DOCUMENT SECTION
-------------------------

Satirisk Eventyr. (28.Sep.2017) Yesterday morning I had this obviously clairvoyant vision:

I saw 4 persons standing in front of me in a basement. To my left were 3 persons side by side and facing the 4th person standing abt. 5 feet in front of them to my right.

The head of the middle person to my left was not visible, appearing to be “exploded” in a yellow, starlike blotch. I perceived this person might in fact be myself.

What could this vision possibly mean? Frankly it puzzled me right until I left my flat early in the P.M.

I then met one of the possible Mossad-puppets working, I believe, more or less on or near the property?

Although we’re obviously not really on gracious speaking terms he accosted me asking if I had electric power in my flat. On account, he said, knowing the power in the basement was presently entirely gone.

I explained I in fact had power when I left my flat minutes ago.

Continuing my walk toward a bus stop, about one minute later I seemed to perhaps encounter two other potential Mossad-puppets rounding a nearby corner in their car? Possibly one of these men had recently behaved (physically) threatening toward me (on account of a trifling argument)?


1. Was I supposed to have gone down in the basement to inspect the power outing?

2. Were the two other men perhaps arriving one or two minutes later by car supposed to likewise have entered said basement?

3. Was I then supposed to have been mugged by three punks, perhaps until knocked out, i.e. my head/consciousnes substituted by said “yellow starlike blotch”?

By the way, what could a “yellow starlike blotch” symbolize?

Yellow: Often an emblematic colour of Mossad? Likewise the yellow star? And also typically the colour of (electric) danger.

The starlike blotch: To be hit on the head until knocked out; representing a calamity or explosion, especially in connection with electric power (otherwise typically reddish).

Summing up it might seem a hit-squad set-up like the above could perhaps have been planned early in the A.M.?

Again one must remember, that the Mafia follows closely – acoustically and in real time – all my daily activities in my flat.

Thus they know instantly if and when I’m planning to leave my flat and they can most often easily (what, with their wast ressources?) time an intercept on the stairs (see also ) or in the street almost to the second or at least to the minute?

-------------------------

BRIEF 1
Recast the records from their start to the line containing "140 39 L 145" as a two-column CSV with the columns request and answer. Give one row per request, put each field in quotes, and turn line breaks into spaces.

-------------------------

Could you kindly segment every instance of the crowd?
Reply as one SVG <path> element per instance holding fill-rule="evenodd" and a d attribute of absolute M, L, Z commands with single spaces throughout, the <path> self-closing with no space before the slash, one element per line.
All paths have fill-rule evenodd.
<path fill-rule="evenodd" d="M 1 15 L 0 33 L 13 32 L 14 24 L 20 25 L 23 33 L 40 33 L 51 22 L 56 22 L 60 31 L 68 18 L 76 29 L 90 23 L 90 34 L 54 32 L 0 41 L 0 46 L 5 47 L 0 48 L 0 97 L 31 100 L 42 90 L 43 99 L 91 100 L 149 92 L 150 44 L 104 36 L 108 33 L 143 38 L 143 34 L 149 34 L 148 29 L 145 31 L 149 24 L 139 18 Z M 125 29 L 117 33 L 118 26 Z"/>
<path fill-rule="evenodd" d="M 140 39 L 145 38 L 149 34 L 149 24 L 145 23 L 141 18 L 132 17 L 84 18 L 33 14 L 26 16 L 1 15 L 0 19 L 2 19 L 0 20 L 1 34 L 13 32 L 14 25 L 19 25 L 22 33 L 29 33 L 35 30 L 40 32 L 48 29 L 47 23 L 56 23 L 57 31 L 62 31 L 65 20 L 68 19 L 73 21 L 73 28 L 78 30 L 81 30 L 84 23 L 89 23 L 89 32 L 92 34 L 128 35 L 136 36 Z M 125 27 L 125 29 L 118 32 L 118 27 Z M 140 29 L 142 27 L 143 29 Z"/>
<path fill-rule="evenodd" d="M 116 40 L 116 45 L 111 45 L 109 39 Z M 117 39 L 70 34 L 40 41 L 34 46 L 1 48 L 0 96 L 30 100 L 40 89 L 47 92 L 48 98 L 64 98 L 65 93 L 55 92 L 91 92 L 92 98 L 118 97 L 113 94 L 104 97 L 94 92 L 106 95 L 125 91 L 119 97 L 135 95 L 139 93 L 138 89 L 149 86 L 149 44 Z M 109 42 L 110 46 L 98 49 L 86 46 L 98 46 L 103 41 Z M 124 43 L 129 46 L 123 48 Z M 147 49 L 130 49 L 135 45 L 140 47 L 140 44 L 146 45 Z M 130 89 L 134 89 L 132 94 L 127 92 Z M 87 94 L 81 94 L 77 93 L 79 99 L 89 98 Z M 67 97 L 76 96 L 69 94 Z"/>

-------------------------

BRIEF 2
Write out the vision account from "Satirisk Eventyr. (28.Sep.2017)" to "to my right." again, replacing "basement" with "cellar".

ANSWER 1
request,answer
"Could you kindly segment every instance of the crowd? Reply as one SVG <path> element per instance holding fill-rule=""evenodd"" and a d attribute of absolute M, L, Z commands with single spaces throughout, the <path> self-closing with no space before the slash, one element per line. All paths have fill-rule evenodd.","<path fill-rule=""evenodd"" d=""M 1 15 L 0 33 L 13 32 L 14 24 L 20 25 L 23 33 L 40 33 L 51 22 L 56 22 L 60 31 L 68 18 L 76 29 L 90 23 L 90 34 L 54 32 L 0 41 L 0 46 L 5 47 L 0 48 L 0 97 L 31 100 L 42 90 L 43 99 L 91 100 L 149 92 L 150 44 L 104 36 L 108 33 L 143 38 L 143 34 L 149 34 L 148 29 L 145 31 L 149 24 L 139 18 Z M 125 29 L 117 33 L 118 26 Z""/> <path fill-rule=""evenodd"" d=""M 140 39 L 145 38 L 149 34 L 149 24 L 145 23 L 141 18 L 132 17 L 84 18 L 33 14 L 26 16 L 1 15 L 0 19 L 2 19 L 0 20 L 1 34 L 13 32 L 14 25 L 19 25 L 22 33 L 29 33 L 35 30 L 40 32 L 48 29 L 47 23 L 56 23 L 57 31 L 62 31 L 65 20 L 68 19 L 73 21 L 73 28 L 78 30 L 81 30 L 84 23 L 89 23 L 89 32 L 92 34 L 128 35 L 136 36 Z M 125 27 L 125 29 L 118 32 L 118 27 Z M 140 29 L 142 27 L 143 29 Z""/>"

ANSWER 2
Satirisk Eventyr. (28.Sep.2017) Yesterday morning I had this obviously clairvoyant vision:

I saw 4 persons standing in front of me in a cellar. To my left were 3 persons side by side and facing the 4th person standing abt. 5 feet in front of them to my right.